### DATA EXTRACTS
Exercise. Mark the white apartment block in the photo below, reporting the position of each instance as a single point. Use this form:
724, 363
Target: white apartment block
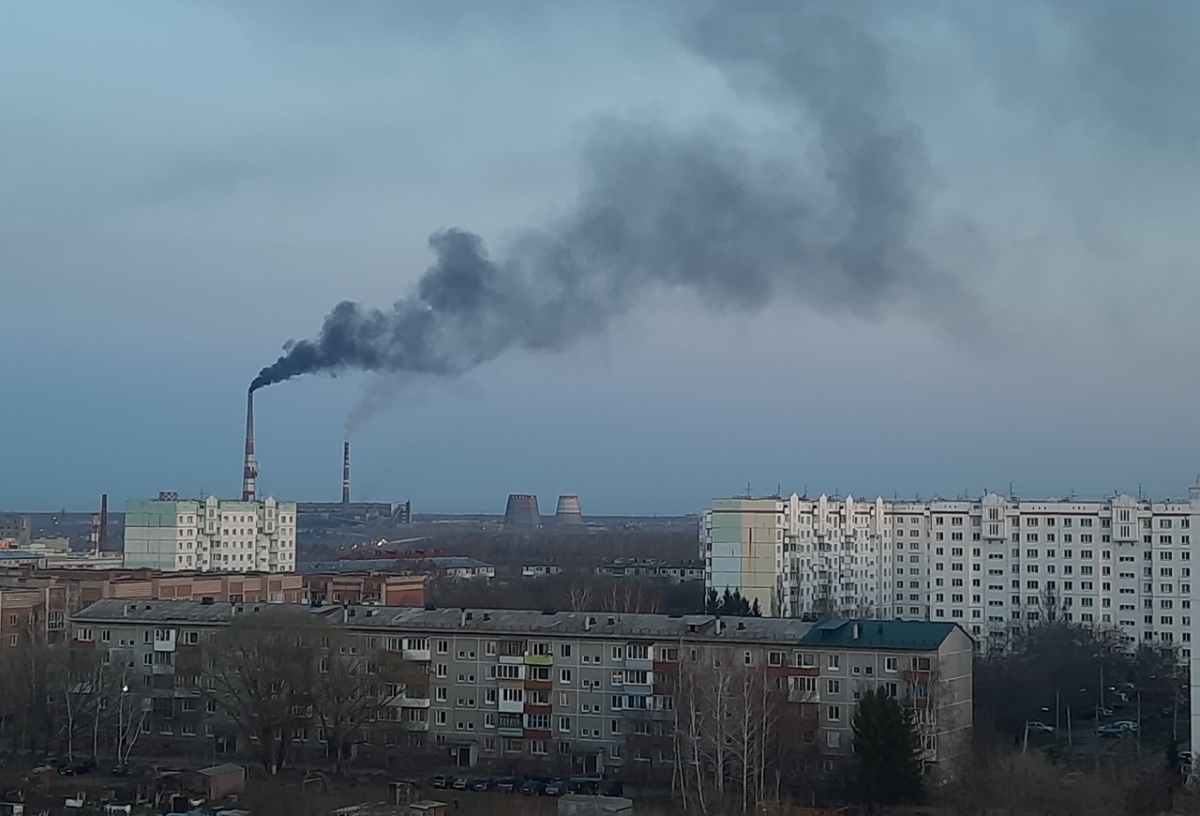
211, 535
993, 564
567, 691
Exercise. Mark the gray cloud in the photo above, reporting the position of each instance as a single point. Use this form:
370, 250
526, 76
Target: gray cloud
827, 216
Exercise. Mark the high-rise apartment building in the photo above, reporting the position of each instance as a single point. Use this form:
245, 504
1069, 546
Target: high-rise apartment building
211, 535
994, 564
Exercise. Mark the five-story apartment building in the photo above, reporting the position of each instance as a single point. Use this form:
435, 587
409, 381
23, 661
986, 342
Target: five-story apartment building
592, 693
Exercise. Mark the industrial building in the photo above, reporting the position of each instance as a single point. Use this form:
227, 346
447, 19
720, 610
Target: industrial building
592, 693
15, 529
994, 564
211, 535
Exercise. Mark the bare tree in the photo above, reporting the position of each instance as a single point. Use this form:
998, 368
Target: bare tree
259, 673
726, 736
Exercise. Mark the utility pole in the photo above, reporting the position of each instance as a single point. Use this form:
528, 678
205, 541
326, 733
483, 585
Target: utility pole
1139, 724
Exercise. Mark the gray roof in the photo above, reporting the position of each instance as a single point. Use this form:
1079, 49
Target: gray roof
693, 628
221, 769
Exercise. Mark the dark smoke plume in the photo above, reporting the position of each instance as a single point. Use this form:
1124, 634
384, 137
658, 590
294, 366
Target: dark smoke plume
826, 216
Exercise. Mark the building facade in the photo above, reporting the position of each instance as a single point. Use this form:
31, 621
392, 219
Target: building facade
211, 535
589, 693
993, 564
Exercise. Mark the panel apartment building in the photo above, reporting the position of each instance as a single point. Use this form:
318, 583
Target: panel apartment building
993, 564
210, 535
591, 693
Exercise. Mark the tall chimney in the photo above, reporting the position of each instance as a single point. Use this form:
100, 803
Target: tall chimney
103, 523
346, 472
250, 474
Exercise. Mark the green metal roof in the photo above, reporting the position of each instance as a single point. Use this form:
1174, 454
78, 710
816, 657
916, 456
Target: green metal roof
880, 634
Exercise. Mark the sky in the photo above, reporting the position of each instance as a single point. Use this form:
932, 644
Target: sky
647, 253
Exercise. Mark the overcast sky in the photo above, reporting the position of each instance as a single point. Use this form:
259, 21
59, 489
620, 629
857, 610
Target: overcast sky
876, 249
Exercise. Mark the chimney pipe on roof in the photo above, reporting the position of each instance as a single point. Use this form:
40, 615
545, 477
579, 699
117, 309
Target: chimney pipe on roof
346, 472
103, 523
250, 472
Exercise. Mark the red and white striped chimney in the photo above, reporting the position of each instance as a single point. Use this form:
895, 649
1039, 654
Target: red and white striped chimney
250, 473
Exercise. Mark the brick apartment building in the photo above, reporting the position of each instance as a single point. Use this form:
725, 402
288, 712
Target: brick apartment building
588, 693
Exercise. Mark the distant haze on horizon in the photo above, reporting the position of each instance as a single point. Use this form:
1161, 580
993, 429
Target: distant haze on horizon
689, 277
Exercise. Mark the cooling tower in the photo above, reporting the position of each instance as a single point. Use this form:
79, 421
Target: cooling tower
522, 511
568, 511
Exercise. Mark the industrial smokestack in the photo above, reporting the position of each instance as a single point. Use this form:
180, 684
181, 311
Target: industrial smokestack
250, 473
102, 538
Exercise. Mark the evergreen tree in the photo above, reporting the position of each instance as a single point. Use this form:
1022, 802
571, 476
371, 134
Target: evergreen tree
712, 603
887, 748
1173, 756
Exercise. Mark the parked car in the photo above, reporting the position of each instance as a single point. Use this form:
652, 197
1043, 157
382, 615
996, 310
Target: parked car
585, 784
611, 787
533, 787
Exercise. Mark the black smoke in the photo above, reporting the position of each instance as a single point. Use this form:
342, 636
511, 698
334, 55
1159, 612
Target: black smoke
826, 214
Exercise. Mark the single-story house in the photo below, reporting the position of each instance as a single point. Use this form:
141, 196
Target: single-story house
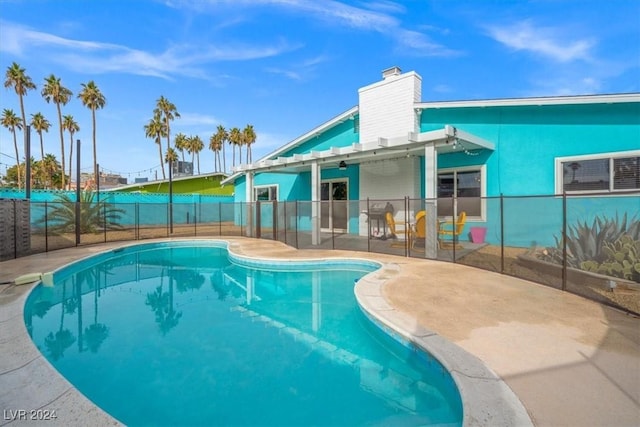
452, 156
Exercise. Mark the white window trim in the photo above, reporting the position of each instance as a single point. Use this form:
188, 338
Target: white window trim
483, 190
257, 187
559, 173
338, 179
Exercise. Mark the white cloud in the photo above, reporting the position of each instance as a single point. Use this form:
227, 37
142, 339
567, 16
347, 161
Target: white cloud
373, 16
196, 119
545, 41
94, 57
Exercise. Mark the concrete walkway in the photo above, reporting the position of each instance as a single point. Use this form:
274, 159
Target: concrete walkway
569, 361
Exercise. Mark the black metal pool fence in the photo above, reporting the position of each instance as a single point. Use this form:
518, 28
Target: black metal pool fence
585, 244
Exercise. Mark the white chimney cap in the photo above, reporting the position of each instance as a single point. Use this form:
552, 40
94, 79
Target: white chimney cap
393, 71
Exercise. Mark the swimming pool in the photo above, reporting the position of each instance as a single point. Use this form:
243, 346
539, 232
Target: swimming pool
188, 334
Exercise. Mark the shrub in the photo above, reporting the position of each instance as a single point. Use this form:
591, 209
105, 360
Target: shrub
599, 246
93, 215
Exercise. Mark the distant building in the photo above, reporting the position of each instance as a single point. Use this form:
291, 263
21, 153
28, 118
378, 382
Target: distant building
107, 180
182, 168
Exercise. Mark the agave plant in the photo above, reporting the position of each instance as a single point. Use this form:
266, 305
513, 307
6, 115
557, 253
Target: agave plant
587, 243
623, 259
94, 216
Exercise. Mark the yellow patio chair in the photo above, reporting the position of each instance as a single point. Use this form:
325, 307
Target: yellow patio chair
418, 230
451, 228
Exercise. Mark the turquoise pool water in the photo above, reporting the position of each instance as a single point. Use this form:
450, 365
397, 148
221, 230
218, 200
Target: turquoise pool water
185, 334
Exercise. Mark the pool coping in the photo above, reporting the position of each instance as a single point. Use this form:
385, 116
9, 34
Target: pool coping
486, 399
30, 383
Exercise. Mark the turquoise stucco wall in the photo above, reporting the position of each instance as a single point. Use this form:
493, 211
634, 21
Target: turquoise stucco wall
297, 187
341, 135
528, 139
527, 142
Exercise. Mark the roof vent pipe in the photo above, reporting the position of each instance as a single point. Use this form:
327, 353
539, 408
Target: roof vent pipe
393, 71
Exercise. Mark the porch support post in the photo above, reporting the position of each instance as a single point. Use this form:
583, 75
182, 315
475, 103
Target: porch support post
249, 201
315, 203
431, 194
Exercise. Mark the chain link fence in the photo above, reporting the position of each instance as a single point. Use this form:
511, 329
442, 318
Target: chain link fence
584, 244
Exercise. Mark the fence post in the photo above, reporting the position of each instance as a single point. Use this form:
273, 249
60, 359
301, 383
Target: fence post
275, 219
501, 233
333, 234
104, 218
368, 228
46, 228
296, 229
407, 232
15, 229
564, 240
284, 221
258, 216
78, 206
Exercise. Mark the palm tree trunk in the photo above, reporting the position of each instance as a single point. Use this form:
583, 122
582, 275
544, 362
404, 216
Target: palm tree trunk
61, 144
161, 160
41, 147
95, 152
71, 157
15, 146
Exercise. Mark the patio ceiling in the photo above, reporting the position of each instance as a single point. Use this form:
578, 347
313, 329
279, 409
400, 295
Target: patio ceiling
447, 140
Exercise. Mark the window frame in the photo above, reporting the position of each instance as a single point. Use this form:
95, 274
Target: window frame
269, 187
610, 156
483, 189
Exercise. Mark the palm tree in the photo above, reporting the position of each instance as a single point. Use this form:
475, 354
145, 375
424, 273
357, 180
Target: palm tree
168, 112
249, 139
54, 91
221, 136
196, 147
94, 215
214, 145
40, 124
13, 122
156, 129
51, 168
72, 127
235, 139
38, 174
93, 99
171, 157
181, 142
17, 79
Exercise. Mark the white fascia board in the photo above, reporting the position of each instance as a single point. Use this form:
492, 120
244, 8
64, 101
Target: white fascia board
481, 143
231, 178
537, 101
313, 133
367, 149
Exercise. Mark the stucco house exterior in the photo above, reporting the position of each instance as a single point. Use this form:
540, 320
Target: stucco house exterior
451, 156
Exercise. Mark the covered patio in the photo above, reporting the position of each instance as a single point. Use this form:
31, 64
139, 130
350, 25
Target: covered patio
424, 146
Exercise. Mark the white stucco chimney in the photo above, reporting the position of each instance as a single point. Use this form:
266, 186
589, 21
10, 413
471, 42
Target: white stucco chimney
393, 71
386, 108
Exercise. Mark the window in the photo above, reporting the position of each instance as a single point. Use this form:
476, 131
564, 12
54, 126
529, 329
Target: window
467, 185
599, 173
267, 193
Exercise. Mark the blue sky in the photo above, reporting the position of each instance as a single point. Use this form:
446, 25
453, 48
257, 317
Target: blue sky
286, 66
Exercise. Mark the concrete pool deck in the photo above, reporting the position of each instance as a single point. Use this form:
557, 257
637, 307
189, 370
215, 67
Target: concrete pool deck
515, 345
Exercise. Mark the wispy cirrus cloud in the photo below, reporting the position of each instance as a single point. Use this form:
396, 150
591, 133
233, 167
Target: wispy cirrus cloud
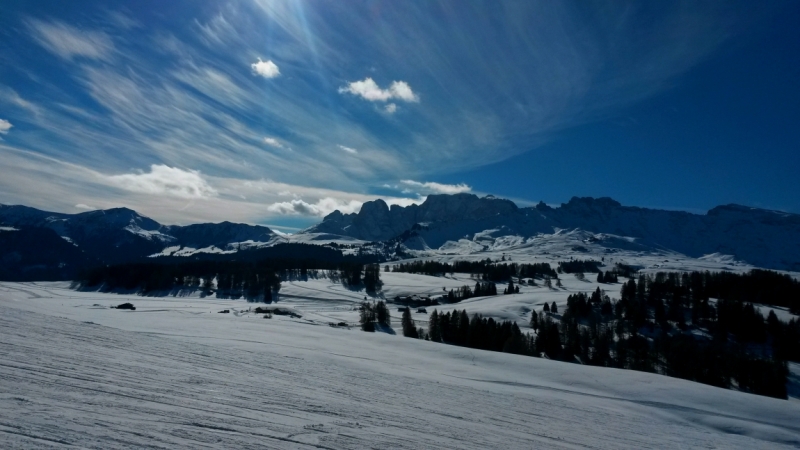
192, 94
272, 142
5, 126
165, 180
68, 42
430, 187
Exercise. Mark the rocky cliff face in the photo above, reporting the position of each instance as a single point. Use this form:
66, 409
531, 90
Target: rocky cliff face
377, 222
760, 237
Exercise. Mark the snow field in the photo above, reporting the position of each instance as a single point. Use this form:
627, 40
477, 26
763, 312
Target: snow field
177, 374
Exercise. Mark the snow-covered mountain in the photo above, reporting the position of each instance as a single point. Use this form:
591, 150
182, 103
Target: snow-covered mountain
35, 242
760, 237
56, 242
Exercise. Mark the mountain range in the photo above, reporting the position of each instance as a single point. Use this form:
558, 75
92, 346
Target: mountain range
48, 245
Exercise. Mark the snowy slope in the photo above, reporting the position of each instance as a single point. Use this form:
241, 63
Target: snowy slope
761, 237
177, 374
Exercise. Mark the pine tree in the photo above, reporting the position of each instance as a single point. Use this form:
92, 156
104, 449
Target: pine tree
409, 330
434, 327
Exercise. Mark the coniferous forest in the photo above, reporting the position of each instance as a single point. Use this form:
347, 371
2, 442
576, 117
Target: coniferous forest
699, 326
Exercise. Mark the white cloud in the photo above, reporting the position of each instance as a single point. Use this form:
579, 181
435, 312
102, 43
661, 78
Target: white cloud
437, 188
266, 69
273, 142
165, 180
67, 41
321, 208
5, 126
369, 90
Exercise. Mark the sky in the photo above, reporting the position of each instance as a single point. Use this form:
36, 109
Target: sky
280, 112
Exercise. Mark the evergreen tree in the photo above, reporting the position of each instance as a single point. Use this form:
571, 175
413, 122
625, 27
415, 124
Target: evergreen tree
409, 330
434, 327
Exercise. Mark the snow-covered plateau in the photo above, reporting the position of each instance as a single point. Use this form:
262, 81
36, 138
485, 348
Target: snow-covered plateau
177, 373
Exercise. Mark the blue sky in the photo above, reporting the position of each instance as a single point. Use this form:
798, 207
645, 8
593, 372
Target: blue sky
278, 112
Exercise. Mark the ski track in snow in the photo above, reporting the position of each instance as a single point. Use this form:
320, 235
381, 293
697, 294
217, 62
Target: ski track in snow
184, 376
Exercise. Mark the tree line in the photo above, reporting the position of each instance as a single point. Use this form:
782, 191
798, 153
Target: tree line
255, 281
687, 325
486, 269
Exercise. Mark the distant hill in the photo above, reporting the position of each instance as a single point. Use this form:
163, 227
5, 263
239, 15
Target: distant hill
37, 244
761, 237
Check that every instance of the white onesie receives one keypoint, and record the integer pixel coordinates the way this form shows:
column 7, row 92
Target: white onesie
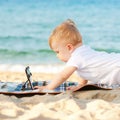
column 97, row 67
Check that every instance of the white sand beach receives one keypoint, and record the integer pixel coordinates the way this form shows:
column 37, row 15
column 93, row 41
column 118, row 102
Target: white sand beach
column 82, row 105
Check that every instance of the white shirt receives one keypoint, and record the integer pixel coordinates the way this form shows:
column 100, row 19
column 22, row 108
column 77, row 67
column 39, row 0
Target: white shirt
column 97, row 67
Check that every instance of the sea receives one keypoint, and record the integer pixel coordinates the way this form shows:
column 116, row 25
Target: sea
column 25, row 26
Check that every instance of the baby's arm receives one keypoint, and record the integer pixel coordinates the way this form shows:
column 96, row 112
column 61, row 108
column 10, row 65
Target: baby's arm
column 75, row 88
column 59, row 78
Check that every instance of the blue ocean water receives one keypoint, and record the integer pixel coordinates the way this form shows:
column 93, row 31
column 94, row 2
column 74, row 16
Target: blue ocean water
column 25, row 26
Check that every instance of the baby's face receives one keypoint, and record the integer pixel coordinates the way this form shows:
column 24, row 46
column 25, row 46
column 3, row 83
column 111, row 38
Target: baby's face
column 61, row 51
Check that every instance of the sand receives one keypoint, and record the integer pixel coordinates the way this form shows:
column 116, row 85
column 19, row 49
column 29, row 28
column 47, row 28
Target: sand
column 84, row 105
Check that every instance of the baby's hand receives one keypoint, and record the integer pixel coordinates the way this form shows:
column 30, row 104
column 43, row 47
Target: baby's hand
column 40, row 87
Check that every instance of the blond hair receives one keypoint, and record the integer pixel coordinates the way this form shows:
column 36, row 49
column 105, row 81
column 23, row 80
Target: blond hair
column 66, row 33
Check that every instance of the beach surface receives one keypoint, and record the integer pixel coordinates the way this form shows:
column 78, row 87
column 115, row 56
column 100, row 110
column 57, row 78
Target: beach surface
column 82, row 105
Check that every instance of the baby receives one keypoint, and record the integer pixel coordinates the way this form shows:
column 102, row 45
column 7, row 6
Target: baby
column 96, row 67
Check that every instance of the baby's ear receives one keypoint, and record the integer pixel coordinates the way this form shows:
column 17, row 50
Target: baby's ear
column 69, row 47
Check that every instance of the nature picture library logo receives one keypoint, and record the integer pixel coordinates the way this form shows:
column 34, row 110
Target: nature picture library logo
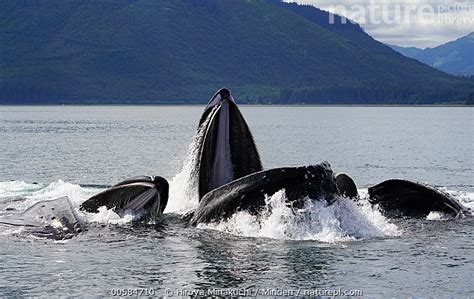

### WHAT TO WORK ON
Copy out all lines above holding "logo".

### WRITTEN RESPONSE
Check that every instance of the nature picture library logo receives one keypoint, and record the integer pixel coordinates the way this form shows:
Target: nature picture library logo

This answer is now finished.